━━ Records for the exercise
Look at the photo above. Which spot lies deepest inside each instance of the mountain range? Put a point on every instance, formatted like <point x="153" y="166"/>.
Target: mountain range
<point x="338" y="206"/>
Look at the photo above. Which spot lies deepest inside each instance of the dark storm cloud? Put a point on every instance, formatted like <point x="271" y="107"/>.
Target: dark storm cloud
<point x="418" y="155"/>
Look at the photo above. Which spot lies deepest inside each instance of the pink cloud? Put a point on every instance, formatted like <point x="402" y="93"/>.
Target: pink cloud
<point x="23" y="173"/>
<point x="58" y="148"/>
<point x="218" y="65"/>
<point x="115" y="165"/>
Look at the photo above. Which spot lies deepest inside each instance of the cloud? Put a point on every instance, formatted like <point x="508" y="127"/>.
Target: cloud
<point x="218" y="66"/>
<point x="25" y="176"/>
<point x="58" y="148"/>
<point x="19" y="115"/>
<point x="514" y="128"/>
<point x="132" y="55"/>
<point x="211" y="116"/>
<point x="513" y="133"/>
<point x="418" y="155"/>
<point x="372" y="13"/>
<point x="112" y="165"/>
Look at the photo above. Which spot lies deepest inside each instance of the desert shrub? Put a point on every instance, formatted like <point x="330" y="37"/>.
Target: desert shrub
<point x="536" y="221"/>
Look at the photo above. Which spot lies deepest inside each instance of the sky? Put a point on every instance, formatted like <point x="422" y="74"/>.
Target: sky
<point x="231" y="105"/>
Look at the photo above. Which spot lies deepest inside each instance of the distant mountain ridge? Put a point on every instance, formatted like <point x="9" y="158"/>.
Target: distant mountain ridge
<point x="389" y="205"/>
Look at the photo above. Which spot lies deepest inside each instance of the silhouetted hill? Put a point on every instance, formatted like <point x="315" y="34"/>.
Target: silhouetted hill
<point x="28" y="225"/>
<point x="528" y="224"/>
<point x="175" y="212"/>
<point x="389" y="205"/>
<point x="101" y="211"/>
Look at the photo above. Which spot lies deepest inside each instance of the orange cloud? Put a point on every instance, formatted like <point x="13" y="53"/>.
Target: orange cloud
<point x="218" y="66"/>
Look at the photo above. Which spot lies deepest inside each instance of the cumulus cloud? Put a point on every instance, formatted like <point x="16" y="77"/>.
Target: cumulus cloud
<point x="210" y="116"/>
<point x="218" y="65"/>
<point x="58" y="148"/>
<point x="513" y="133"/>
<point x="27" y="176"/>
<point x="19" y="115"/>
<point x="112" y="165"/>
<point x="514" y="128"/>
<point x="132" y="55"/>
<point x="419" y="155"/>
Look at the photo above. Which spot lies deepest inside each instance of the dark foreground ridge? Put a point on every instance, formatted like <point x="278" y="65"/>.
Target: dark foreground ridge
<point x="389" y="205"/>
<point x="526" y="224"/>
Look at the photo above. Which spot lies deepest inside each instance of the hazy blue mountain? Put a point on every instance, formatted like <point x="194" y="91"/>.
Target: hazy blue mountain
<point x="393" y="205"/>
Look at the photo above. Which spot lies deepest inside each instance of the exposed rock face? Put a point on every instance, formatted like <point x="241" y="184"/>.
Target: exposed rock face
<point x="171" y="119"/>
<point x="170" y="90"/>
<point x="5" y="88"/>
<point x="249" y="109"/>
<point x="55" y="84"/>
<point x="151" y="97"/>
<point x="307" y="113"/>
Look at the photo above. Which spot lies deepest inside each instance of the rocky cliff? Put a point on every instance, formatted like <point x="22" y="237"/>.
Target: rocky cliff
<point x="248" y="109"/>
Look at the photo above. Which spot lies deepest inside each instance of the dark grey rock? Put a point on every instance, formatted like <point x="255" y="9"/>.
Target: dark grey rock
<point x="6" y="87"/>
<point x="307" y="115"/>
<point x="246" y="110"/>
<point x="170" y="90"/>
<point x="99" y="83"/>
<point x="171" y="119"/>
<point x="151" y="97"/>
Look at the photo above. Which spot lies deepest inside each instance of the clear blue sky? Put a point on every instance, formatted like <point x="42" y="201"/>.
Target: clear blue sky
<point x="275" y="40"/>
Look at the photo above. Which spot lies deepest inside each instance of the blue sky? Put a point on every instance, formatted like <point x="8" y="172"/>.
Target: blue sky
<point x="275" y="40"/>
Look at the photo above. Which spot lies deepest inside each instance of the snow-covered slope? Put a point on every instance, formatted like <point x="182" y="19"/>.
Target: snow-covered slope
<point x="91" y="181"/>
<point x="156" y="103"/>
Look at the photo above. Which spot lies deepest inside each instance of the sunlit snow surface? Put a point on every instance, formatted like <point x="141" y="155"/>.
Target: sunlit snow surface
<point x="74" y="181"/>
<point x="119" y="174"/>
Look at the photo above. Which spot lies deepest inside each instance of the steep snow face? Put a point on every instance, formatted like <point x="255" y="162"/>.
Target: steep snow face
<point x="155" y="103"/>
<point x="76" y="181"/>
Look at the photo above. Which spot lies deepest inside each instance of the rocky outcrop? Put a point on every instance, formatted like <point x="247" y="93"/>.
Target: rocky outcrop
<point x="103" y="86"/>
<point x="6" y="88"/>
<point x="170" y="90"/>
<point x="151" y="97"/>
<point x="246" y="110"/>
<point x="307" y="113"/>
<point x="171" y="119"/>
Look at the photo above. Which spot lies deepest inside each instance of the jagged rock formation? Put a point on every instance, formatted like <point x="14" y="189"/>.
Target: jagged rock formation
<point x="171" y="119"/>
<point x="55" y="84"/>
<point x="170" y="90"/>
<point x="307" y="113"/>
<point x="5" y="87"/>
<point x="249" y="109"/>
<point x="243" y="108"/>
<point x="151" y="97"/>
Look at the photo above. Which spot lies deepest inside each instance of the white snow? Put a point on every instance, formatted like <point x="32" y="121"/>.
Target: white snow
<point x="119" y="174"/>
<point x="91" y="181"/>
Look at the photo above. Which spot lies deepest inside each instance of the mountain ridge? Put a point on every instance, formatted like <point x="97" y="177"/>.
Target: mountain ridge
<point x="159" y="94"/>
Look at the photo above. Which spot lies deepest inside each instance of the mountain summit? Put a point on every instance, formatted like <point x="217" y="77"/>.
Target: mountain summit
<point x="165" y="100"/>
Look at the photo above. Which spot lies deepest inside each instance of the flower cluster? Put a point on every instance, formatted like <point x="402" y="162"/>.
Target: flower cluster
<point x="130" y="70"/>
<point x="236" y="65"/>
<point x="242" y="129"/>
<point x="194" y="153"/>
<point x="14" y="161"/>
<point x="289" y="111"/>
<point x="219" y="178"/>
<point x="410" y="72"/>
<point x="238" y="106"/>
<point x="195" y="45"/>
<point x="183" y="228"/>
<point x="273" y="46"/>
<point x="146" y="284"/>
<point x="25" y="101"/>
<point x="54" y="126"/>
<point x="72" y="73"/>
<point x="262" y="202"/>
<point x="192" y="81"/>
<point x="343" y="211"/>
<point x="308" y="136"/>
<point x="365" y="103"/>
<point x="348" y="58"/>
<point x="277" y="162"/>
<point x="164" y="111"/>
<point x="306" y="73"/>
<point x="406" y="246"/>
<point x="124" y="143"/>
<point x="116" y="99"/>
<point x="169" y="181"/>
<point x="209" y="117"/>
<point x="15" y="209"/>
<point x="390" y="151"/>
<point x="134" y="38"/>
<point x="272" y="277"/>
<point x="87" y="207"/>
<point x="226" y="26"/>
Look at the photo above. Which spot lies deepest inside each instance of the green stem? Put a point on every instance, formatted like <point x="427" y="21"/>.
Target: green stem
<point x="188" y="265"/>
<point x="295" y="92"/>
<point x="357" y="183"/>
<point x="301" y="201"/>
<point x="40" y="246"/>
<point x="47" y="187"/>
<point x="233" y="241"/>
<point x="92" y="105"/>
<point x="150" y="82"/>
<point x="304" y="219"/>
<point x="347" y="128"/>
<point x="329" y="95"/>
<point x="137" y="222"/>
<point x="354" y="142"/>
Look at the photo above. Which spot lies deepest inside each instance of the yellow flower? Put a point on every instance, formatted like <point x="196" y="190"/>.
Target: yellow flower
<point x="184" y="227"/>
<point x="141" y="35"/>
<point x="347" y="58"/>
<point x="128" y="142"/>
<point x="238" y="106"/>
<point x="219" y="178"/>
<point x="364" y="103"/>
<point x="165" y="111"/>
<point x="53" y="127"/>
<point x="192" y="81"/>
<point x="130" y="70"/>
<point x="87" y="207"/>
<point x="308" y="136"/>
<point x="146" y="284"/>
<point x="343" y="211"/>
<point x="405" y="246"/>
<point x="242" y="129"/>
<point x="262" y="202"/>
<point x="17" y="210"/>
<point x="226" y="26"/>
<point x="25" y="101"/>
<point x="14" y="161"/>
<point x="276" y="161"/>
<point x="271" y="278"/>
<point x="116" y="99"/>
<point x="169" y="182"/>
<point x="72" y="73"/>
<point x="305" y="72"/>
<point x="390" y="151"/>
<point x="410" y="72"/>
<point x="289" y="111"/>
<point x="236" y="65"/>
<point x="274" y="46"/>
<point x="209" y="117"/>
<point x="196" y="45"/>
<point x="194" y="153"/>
━━━━
- [Stated problem]:
Reproduce the data from the line containing "of the yellow" through the end of the data, inclusive, swapping "yellow flower" for "white daisy" and leaving everything else unchanged.

- [Solution]:
Look at the photo above. Which spot lies deepest inside each instance of the white daisy? Put a point on every instance, formatted like <point x="196" y="190"/>.
Target: white daisy
<point x="184" y="227"/>
<point x="141" y="35"/>
<point x="347" y="58"/>
<point x="128" y="142"/>
<point x="238" y="106"/>
<point x="219" y="178"/>
<point x="364" y="103"/>
<point x="165" y="111"/>
<point x="53" y="127"/>
<point x="192" y="81"/>
<point x="130" y="70"/>
<point x="87" y="207"/>
<point x="308" y="136"/>
<point x="146" y="284"/>
<point x="343" y="211"/>
<point x="405" y="246"/>
<point x="242" y="129"/>
<point x="262" y="202"/>
<point x="17" y="210"/>
<point x="226" y="26"/>
<point x="25" y="101"/>
<point x="14" y="161"/>
<point x="276" y="161"/>
<point x="271" y="278"/>
<point x="116" y="99"/>
<point x="169" y="182"/>
<point x="72" y="73"/>
<point x="305" y="72"/>
<point x="390" y="151"/>
<point x="410" y="72"/>
<point x="289" y="111"/>
<point x="236" y="65"/>
<point x="274" y="46"/>
<point x="209" y="117"/>
<point x="196" y="45"/>
<point x="194" y="153"/>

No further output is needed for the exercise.